WASHINGTON (Reuters) - T-Mobile’s planned $26 billion (£19.9 billion) acquisition of rival mobile phone carrier Sprint Corp would add jobs and would not hike prices, top executives of the two companies testified before a U.S. Senate panel on Wednesday.
The two companies, which are the third- and fourth-largest wireless carriers, agreed to the all-stock deal in April, which they said would create thousands of jobs and help the United States beat China to creating the next generation 5G mobile network.
The chief executive of T-Mobile, John Legere, told a Senate Judiciary Committee panel that oversees antitrust issues that much larger rivals AT&T Inc and Verizon Communications Inc have advantages that the two companies cannot address without combining.
“They are much larger and more diversified, so they have a significantly better cost structure,” Legere said. “Verizon and AT&T have scale and asset advantages that even our best offerings cannot overcome.” He said it would be the “complete annihilation” of the brand if a combined T-Mobile-Sprint acted like its larger rivals.
Sprint Executive Chairman Marcelo Claure said the company had lost over $25 billion in the past decade, its headcount fell from 40,000 in 2011 to 30,000 in 2017, and it has $32 billion in debt even as it became net income positive last year for the first time in 11 years.
“We still are unable to spend at parity with Verizon and AT&T, much less catch up to their previous investments,” Claure said.
The U.S. Justice Department and the Federal Communications Commission are reviewing the merger.

#### Input data:

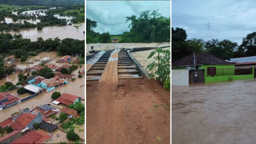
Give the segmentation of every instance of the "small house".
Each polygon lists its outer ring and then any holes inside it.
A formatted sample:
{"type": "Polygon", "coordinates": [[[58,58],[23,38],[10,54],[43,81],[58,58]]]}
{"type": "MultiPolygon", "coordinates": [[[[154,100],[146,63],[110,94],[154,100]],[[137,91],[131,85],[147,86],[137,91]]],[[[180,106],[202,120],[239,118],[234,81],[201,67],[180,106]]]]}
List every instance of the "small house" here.
{"type": "Polygon", "coordinates": [[[27,71],[27,66],[26,65],[20,65],[17,66],[15,69],[15,71],[16,72],[25,73],[27,71]]]}
{"type": "Polygon", "coordinates": [[[45,64],[45,66],[51,69],[52,71],[55,71],[56,70],[57,68],[59,67],[59,66],[53,64],[45,64]]]}
{"type": "Polygon", "coordinates": [[[57,60],[56,63],[69,63],[71,61],[72,56],[70,55],[65,55],[57,60]]]}
{"type": "Polygon", "coordinates": [[[63,93],[60,96],[53,101],[52,103],[56,105],[61,103],[66,106],[69,106],[80,102],[81,99],[81,97],[79,96],[68,93],[63,93]]]}
{"type": "Polygon", "coordinates": [[[44,144],[51,139],[51,136],[43,131],[32,131],[10,144],[44,144]]]}
{"type": "Polygon", "coordinates": [[[61,72],[61,69],[62,68],[65,68],[65,69],[68,69],[70,67],[70,66],[68,65],[66,65],[66,64],[64,64],[62,66],[61,66],[60,67],[59,67],[57,68],[57,71],[59,71],[59,72],[61,72]]]}
{"type": "Polygon", "coordinates": [[[15,56],[14,55],[11,55],[8,57],[8,59],[11,60],[14,59],[15,59],[15,56]]]}
{"type": "Polygon", "coordinates": [[[33,71],[38,71],[41,70],[41,69],[43,69],[44,68],[44,66],[38,64],[38,65],[35,65],[32,67],[28,68],[27,71],[29,72],[31,72],[33,71]]]}
{"type": "Polygon", "coordinates": [[[60,111],[61,112],[65,113],[68,115],[71,115],[73,117],[76,117],[78,115],[77,111],[66,107],[63,107],[60,111]]]}
{"type": "Polygon", "coordinates": [[[44,57],[39,60],[40,64],[45,64],[51,60],[51,58],[49,57],[44,57]]]}

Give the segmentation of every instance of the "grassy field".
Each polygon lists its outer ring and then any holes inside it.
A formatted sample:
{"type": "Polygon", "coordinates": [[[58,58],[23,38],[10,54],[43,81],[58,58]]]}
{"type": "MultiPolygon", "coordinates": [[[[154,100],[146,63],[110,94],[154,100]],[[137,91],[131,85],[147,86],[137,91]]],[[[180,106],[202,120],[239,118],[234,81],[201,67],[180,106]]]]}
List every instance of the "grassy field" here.
{"type": "Polygon", "coordinates": [[[38,8],[44,8],[45,6],[22,6],[22,5],[4,5],[0,4],[0,11],[5,10],[6,11],[17,11],[19,9],[25,8],[31,8],[32,7],[36,7],[38,8]]]}
{"type": "Polygon", "coordinates": [[[83,13],[80,13],[80,11],[84,11],[84,9],[80,8],[80,9],[79,9],[79,10],[75,9],[75,10],[66,11],[63,12],[63,15],[65,15],[65,16],[70,16],[71,15],[69,15],[68,13],[69,12],[70,13],[71,13],[73,11],[76,11],[79,14],[79,16],[84,16],[84,12],[83,13]]]}

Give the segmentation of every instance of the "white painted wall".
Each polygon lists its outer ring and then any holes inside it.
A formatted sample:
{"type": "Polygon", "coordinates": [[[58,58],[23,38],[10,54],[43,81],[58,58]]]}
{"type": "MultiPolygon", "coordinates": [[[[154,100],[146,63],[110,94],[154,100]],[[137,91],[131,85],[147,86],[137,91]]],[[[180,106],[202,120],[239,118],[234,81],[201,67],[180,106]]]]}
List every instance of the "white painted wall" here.
{"type": "Polygon", "coordinates": [[[188,85],[189,70],[172,69],[172,85],[188,85]]]}

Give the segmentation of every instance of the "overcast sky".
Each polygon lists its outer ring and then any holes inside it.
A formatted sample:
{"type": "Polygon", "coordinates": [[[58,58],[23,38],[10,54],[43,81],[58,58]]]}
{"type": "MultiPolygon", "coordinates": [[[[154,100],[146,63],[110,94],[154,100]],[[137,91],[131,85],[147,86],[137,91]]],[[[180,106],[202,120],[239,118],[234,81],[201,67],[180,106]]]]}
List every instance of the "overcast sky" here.
{"type": "Polygon", "coordinates": [[[96,32],[108,32],[111,34],[128,31],[129,23],[125,17],[140,15],[142,11],[159,9],[163,16],[169,17],[170,1],[88,1],[86,0],[86,17],[97,21],[96,32]]]}
{"type": "Polygon", "coordinates": [[[173,0],[172,27],[184,28],[188,38],[228,39],[240,44],[256,32],[256,0],[173,0]]]}

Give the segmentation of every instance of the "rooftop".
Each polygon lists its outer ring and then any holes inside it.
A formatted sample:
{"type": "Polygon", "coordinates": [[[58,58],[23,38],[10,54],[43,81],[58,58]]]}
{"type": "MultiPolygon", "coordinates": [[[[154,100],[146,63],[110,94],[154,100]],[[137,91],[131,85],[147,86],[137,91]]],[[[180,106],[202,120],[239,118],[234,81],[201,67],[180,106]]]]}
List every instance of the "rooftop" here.
{"type": "MultiPolygon", "coordinates": [[[[196,65],[203,64],[235,64],[212,55],[208,53],[195,54],[196,65]]],[[[194,65],[194,55],[188,55],[172,63],[172,67],[191,66],[194,65]]]]}
{"type": "Polygon", "coordinates": [[[20,65],[20,66],[18,66],[15,69],[25,69],[27,68],[27,66],[20,65]]]}
{"type": "Polygon", "coordinates": [[[251,63],[255,63],[255,64],[256,64],[256,56],[248,57],[233,58],[231,59],[230,61],[232,62],[235,63],[236,64],[251,63]]]}
{"type": "Polygon", "coordinates": [[[32,131],[13,141],[11,144],[43,144],[50,138],[50,135],[44,132],[32,131]]]}

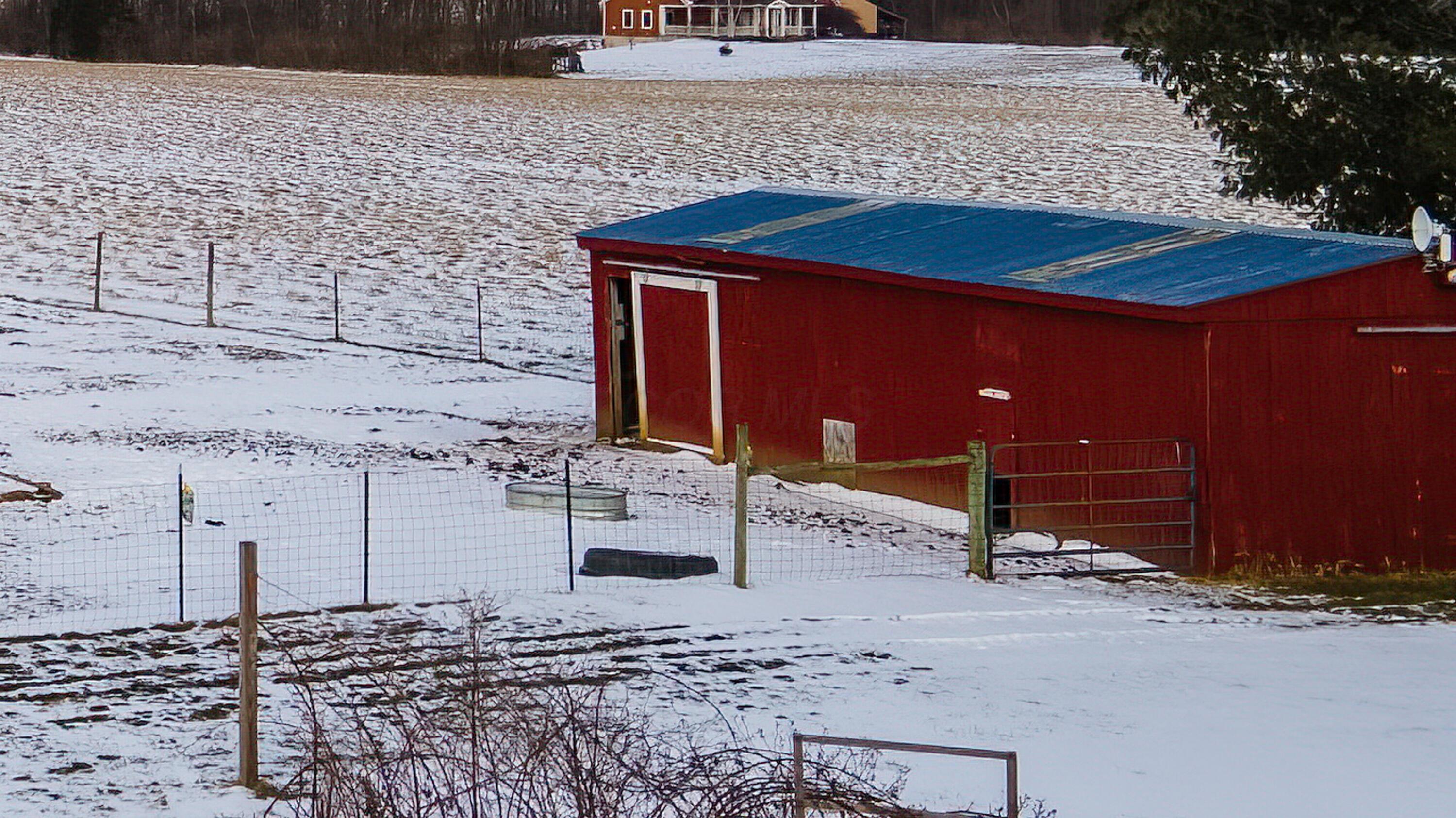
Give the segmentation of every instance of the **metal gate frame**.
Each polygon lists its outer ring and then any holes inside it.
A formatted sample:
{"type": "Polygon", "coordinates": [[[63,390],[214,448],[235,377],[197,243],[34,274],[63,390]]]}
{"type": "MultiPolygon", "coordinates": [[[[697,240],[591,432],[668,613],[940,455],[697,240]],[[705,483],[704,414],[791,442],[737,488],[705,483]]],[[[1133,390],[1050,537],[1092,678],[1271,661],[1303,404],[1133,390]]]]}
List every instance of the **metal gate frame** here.
{"type": "MultiPolygon", "coordinates": [[[[1012,483],[1015,485],[1015,483],[1012,483]]],[[[1197,498],[1198,498],[1198,477],[1197,477],[1197,453],[1191,441],[1184,438],[1142,438],[1142,440],[1076,440],[1076,441],[1050,441],[1050,442],[1003,442],[990,447],[986,456],[986,571],[987,576],[996,575],[996,536],[997,534],[1013,534],[1018,531],[1034,531],[1034,533],[1050,533],[1056,536],[1059,531],[1085,531],[1092,533],[1096,530],[1107,528],[1171,528],[1175,525],[1185,525],[1188,530],[1187,543],[1168,543],[1168,544],[1136,544],[1136,546],[1101,546],[1092,543],[1092,547],[1086,549],[1069,549],[1069,550],[1054,550],[1054,552],[1025,552],[1018,555],[1000,555],[1002,559],[1057,559],[1067,556],[1086,556],[1086,569],[1059,569],[1059,571],[1032,571],[1025,573],[1015,573],[1015,576],[1101,576],[1101,575],[1115,575],[1115,573],[1159,573],[1165,571],[1191,571],[1194,568],[1194,559],[1197,555],[1198,544],[1198,517],[1197,517],[1197,498]],[[1146,469],[1095,469],[1092,461],[1092,447],[1096,445],[1133,445],[1133,444],[1172,444],[1179,448],[1179,451],[1187,450],[1188,458],[1182,466],[1159,466],[1146,469]],[[1066,472],[1024,472],[1024,473],[1008,473],[996,472],[996,454],[1008,448],[1050,448],[1050,447],[1086,447],[1088,450],[1088,464],[1080,470],[1066,470],[1066,472]],[[1117,498],[1117,499],[1095,499],[1093,495],[1093,479],[1099,474],[1155,474],[1155,473],[1187,473],[1188,474],[1188,491],[1181,495],[1160,495],[1160,496],[1134,496],[1134,498],[1117,498]],[[1051,502],[1016,502],[1015,496],[1010,502],[999,504],[996,502],[996,480],[1018,480],[1028,477],[1085,477],[1086,499],[1077,501],[1051,501],[1051,502]],[[1137,523],[1096,523],[1093,511],[1099,507],[1125,507],[1125,505],[1143,505],[1143,504],[1187,504],[1188,515],[1185,520],[1171,520],[1171,521],[1137,521],[1137,523]],[[996,512],[1009,511],[1015,514],[1018,508],[1075,508],[1085,507],[1088,509],[1088,523],[1080,525],[1042,525],[1034,528],[1016,528],[1015,521],[1008,527],[997,527],[996,512]],[[1125,566],[1125,568],[1096,568],[1096,555],[1139,555],[1146,552],[1187,552],[1188,553],[1188,568],[1169,568],[1169,566],[1125,566]]]]}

#### Your goal:
Continue the news report on T-Mobile's planned acquisition of Sprint, starting after its final sentence.

#### Response below:
Gene Kimmelman, president and chief executive of Public Knowledge, an advocacy group for an open internet and affordable communications tools, told the committee that approving the merger “rather than forcing (T Mobile) to fight for customers, will eliminate the combined company’s need to disrupt the market and create an incentive to maintain the existing market structure.”
Kimmelman said countries that have gone from four to three wireless carriers have higher prices for wireless service, citing Canada as an example.
Senator Amy Klobuchar, the ranking Democrat on the committee, asked if the combined carrier could hike prices to just below what AT&T and Verizon charge and retain customers.
Claure denied that. “In order for us to gain market share with the new network that is going to be built we’re going to have to lower prices in order to be able to fill that capacity,” he said.
Legere said the combined company would hike overall employment, but acknowledged that there would be a reduction of 3,295 full-time retail jobs through 2024, along with other part-time and distributor job losses even as he rejected union forecasts of much larger losses.